[Begin RECORDS SUPPLIED]

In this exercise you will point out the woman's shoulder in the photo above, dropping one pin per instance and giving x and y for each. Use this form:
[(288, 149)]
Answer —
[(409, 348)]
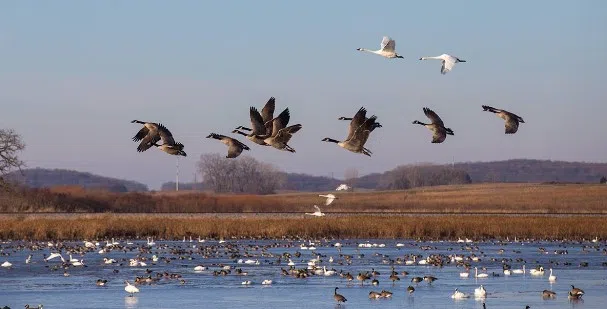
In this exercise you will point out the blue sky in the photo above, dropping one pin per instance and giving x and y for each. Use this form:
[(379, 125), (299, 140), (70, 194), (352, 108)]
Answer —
[(73, 74)]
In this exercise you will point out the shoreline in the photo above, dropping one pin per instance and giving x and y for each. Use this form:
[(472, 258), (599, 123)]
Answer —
[(426, 227)]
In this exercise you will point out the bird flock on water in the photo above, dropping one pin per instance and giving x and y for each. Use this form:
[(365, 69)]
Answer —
[(267, 130)]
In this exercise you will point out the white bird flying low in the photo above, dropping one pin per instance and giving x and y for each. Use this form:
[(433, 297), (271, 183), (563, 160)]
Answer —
[(387, 49), (317, 213), (330, 198), (448, 62)]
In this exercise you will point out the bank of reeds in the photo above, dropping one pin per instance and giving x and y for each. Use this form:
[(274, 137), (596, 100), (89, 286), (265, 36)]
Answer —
[(76, 227), (493, 198)]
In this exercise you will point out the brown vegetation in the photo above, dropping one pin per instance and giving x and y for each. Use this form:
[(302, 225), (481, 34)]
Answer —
[(78, 227), (483, 198)]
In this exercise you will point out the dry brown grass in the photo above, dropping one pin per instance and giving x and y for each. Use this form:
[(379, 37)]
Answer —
[(76, 227), (477, 198)]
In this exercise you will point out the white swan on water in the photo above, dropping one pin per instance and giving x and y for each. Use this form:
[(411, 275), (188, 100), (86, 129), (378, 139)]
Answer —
[(387, 49), (447, 60)]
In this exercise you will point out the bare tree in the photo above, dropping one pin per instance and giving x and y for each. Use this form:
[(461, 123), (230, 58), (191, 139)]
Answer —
[(351, 174), (242, 175), (10, 145)]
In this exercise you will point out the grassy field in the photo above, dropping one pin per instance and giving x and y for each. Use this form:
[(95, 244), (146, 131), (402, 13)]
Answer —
[(476, 198), (448, 227)]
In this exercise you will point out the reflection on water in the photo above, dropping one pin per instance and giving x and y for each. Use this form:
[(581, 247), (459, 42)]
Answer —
[(168, 280)]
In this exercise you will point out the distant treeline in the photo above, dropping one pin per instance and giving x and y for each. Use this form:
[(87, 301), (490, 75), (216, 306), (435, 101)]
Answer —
[(44, 178)]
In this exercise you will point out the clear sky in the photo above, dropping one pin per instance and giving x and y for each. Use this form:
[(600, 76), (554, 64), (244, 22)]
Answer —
[(73, 74)]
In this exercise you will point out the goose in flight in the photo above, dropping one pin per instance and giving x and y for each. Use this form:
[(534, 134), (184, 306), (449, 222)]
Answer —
[(235, 147), (437, 126), (447, 60), (511, 120), (280, 134), (363, 113), (317, 213), (259, 123), (152, 133), (330, 198), (358, 134), (387, 49), (175, 149)]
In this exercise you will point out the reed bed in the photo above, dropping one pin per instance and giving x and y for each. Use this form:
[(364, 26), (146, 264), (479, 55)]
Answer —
[(451, 227), (475, 198)]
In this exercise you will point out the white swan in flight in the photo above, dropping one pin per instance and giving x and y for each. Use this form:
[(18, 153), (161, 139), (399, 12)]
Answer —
[(317, 213), (448, 62), (330, 198), (387, 48)]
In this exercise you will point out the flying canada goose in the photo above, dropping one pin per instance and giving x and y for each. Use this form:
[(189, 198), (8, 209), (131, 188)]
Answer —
[(175, 149), (447, 60), (152, 133), (575, 292), (280, 134), (363, 115), (548, 294), (338, 297), (235, 147), (437, 126), (387, 48), (330, 198), (512, 120), (358, 133), (259, 123)]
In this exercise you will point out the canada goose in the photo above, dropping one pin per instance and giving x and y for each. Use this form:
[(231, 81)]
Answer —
[(338, 297), (387, 48), (447, 60), (386, 294), (175, 149), (552, 277), (511, 120), (330, 198), (280, 134), (548, 294), (374, 295), (101, 282), (575, 292), (235, 147), (260, 123), (150, 134), (437, 126), (358, 134), (477, 275), (417, 279), (480, 291), (131, 289), (317, 213)]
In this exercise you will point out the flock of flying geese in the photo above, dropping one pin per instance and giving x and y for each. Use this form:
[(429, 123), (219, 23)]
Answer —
[(267, 130)]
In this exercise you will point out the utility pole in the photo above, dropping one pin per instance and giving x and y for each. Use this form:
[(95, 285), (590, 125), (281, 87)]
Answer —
[(177, 175)]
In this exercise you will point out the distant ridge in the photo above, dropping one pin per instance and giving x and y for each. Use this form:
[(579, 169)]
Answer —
[(44, 178)]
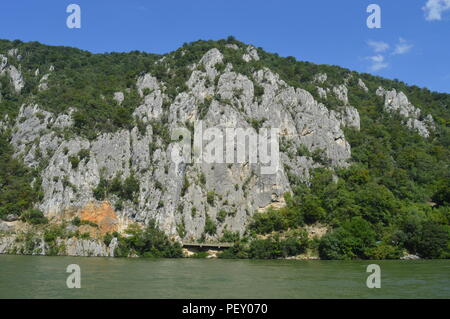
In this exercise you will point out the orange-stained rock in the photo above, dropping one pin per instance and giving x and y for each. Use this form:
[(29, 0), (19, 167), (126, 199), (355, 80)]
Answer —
[(103, 215)]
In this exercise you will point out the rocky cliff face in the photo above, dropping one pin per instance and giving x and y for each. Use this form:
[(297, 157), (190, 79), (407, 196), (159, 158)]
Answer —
[(181, 196)]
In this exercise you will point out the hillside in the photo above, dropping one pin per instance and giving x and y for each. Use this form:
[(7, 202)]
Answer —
[(86, 155)]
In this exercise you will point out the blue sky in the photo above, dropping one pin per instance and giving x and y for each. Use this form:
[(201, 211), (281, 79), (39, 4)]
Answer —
[(413, 44)]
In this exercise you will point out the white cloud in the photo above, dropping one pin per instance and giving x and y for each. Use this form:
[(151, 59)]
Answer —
[(378, 63), (378, 46), (434, 9), (402, 47)]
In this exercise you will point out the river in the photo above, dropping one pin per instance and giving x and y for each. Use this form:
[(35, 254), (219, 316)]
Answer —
[(45, 277)]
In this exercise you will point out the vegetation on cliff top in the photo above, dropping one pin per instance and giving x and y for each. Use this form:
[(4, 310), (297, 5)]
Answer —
[(394, 196)]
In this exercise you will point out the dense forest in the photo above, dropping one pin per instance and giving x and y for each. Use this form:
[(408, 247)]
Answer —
[(394, 197)]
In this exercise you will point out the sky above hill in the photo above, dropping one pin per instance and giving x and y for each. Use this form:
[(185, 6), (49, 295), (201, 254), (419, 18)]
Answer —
[(412, 45)]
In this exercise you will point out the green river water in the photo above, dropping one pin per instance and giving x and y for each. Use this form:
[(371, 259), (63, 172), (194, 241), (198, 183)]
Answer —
[(45, 277)]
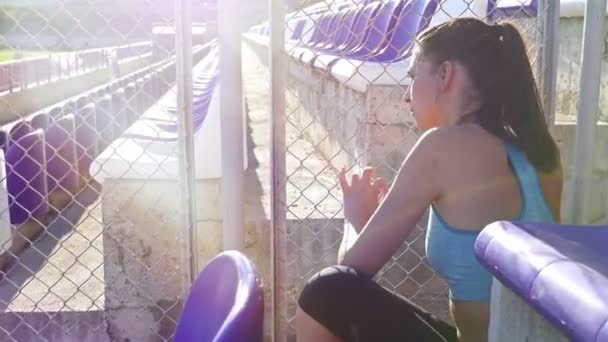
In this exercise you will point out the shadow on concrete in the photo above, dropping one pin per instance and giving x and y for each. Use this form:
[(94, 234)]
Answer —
[(31, 260)]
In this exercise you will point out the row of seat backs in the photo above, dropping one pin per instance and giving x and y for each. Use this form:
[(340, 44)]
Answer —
[(48, 149)]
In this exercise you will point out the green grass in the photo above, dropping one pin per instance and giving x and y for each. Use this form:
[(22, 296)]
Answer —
[(7, 55)]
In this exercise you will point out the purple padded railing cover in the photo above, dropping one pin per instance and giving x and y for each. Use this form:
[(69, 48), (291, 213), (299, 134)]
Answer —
[(527, 7), (225, 303), (26, 178), (560, 270)]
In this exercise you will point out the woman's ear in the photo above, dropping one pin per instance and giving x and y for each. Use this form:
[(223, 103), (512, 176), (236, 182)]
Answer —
[(445, 73)]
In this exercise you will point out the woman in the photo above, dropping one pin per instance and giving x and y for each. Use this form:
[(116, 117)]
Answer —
[(485, 155)]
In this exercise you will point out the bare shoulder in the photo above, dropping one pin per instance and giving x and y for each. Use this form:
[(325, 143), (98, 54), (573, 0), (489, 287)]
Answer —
[(459, 143)]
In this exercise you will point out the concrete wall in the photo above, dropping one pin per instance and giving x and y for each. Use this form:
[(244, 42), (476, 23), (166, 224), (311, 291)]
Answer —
[(571, 34), (143, 246), (21, 103), (350, 128)]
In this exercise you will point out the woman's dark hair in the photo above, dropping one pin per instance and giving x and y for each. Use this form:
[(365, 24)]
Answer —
[(497, 64)]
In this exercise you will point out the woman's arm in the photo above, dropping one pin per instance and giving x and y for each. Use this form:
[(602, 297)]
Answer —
[(417, 184)]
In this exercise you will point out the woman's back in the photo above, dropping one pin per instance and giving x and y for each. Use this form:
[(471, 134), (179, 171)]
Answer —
[(483, 180), (479, 183)]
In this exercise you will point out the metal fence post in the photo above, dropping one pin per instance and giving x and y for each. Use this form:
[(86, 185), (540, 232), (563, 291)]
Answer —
[(587, 110), (278, 73), (183, 48), (231, 124), (549, 57)]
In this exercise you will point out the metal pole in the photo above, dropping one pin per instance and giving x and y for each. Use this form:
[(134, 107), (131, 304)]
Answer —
[(278, 74), (587, 109), (183, 49), (549, 57), (231, 112)]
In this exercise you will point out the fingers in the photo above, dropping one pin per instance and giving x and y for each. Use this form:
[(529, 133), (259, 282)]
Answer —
[(368, 174), (343, 182), (381, 187)]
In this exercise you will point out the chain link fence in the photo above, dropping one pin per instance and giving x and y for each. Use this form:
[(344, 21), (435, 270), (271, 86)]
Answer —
[(347, 66), (91, 216)]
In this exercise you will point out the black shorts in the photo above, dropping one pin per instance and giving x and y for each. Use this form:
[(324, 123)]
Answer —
[(355, 308)]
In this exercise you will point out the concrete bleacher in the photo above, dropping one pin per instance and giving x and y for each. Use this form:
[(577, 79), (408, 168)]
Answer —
[(39, 85), (345, 94), (48, 156), (139, 171)]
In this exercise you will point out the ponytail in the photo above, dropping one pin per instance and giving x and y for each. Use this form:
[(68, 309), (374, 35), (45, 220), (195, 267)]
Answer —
[(497, 63)]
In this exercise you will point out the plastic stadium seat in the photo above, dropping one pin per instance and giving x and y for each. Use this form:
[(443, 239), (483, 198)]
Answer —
[(225, 303), (26, 178)]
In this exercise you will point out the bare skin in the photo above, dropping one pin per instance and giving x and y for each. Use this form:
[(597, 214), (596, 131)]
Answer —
[(456, 166)]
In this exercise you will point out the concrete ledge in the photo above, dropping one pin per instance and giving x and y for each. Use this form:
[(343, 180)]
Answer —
[(72, 326)]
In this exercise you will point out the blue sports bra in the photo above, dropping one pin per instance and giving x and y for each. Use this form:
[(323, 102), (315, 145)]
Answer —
[(450, 251)]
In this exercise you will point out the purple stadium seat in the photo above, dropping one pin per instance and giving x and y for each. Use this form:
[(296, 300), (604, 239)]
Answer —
[(298, 29), (344, 28), (131, 98), (225, 303), (378, 29), (104, 122), (83, 101), (359, 31), (321, 29), (86, 137), (56, 112), (61, 162), (534, 259), (19, 130), (3, 139), (26, 178), (523, 7)]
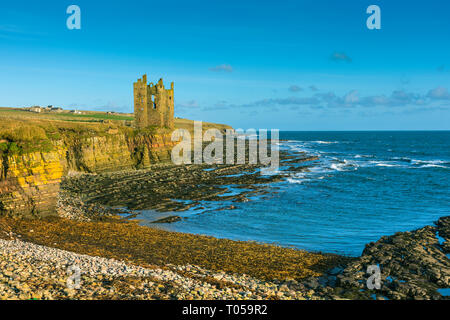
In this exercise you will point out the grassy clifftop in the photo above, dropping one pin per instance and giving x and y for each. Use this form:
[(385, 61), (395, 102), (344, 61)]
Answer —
[(23, 131)]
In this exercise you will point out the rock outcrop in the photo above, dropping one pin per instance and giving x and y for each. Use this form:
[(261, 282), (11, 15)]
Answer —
[(30, 182)]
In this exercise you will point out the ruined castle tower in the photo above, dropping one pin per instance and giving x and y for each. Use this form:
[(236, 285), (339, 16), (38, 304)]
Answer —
[(153, 104)]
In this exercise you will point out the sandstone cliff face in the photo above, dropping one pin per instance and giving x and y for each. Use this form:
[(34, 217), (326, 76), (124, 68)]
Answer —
[(29, 183)]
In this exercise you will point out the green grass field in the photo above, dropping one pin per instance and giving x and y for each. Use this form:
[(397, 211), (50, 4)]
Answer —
[(23, 131)]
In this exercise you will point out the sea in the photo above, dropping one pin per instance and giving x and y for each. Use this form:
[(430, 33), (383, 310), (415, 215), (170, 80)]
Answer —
[(363, 186)]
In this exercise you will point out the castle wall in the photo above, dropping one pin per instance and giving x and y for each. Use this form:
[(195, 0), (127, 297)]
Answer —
[(153, 104)]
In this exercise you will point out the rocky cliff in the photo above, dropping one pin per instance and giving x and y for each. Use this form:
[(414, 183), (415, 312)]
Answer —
[(29, 182)]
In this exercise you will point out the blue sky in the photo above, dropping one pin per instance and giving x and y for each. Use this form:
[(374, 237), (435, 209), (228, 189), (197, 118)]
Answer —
[(290, 65)]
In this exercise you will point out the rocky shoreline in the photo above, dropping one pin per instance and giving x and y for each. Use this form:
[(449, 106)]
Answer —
[(120, 260), (413, 265)]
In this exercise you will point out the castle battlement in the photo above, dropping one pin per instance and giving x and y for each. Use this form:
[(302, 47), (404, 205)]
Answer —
[(153, 104)]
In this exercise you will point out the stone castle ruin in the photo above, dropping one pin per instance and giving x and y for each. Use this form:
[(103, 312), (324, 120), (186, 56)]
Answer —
[(153, 104)]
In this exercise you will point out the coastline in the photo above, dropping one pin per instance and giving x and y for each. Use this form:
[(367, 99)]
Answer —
[(160, 264)]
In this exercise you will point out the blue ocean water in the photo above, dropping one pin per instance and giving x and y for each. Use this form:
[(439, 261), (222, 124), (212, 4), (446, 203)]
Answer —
[(364, 185)]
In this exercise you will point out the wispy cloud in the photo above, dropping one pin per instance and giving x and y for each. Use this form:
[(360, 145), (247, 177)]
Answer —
[(352, 99), (187, 105), (295, 88), (222, 68), (340, 56), (439, 93)]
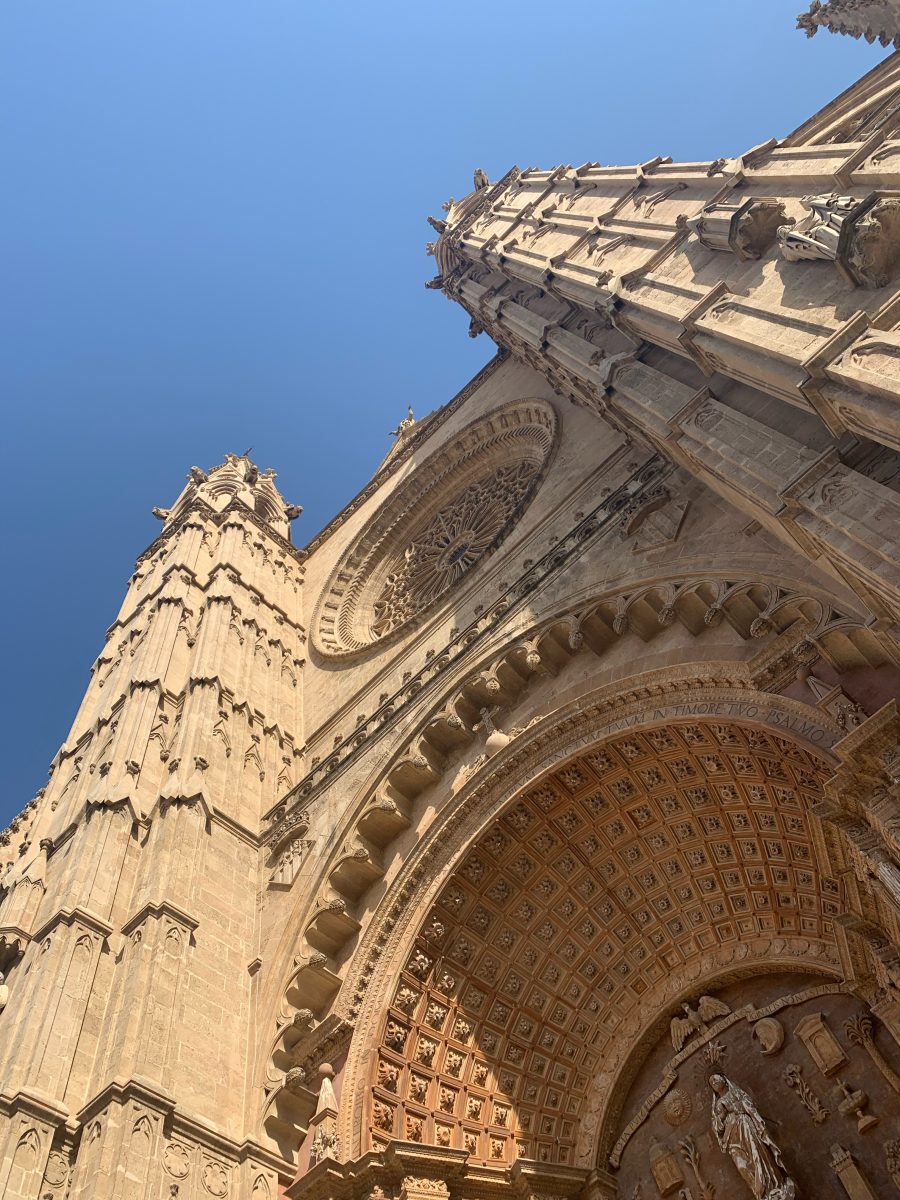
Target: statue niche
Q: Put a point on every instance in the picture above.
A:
(750, 1107)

[End RECORDS SUPPLIED]

* **TASK REQUIREMENTS**: Copy everything from the start of the entries down to and including the line that contains "[(78, 227), (483, 198)]". Leave the pictures out.

* **RESPONSE**:
In this exercise you will point out the woman's shoulder in the photo above, dropping one pin per instance and giving x and y for each. Use this form:
[(288, 149)]
Answer —
[(409, 348)]
In this exercise you will point out the blue sky in the photo above, dropping one pin per instance and giving x and y for each. Use this form:
[(379, 125), (299, 140), (70, 194), (352, 108)]
Answer —
[(73, 74)]
In this exercise you will point out the shoreline in the photo above, dropping one pin per instance and giving x and y for each. Use this form:
[(472, 258), (599, 123)]
Answer —
[(426, 227)]
In this exercise you will point out the bird flock on water in the photo above, dropping one pin per instance and giving x and y for each. Use this form:
[(365, 69)]
Answer —
[(267, 130)]
In this exercise you will point out the white bird flying low in the photo above, dropping one pin per instance and giving x and y for each. Use this form:
[(433, 297), (271, 183), (563, 160)]
Answer —
[(387, 49), (317, 213), (330, 198), (448, 62)]
In this exercise you will point out the bank of reeds in the photo above, dropping one pin per instance and giving x and y for each. Use this form:
[(274, 137), (596, 100), (89, 286), (265, 36)]
Answer —
[(76, 227), (493, 198)]
In this exercise you will point out the brown vegetation in the photo above, dropping one pin per instance and giving x and y for each. Use this form:
[(302, 225), (481, 34)]
Answer —
[(78, 227), (483, 198)]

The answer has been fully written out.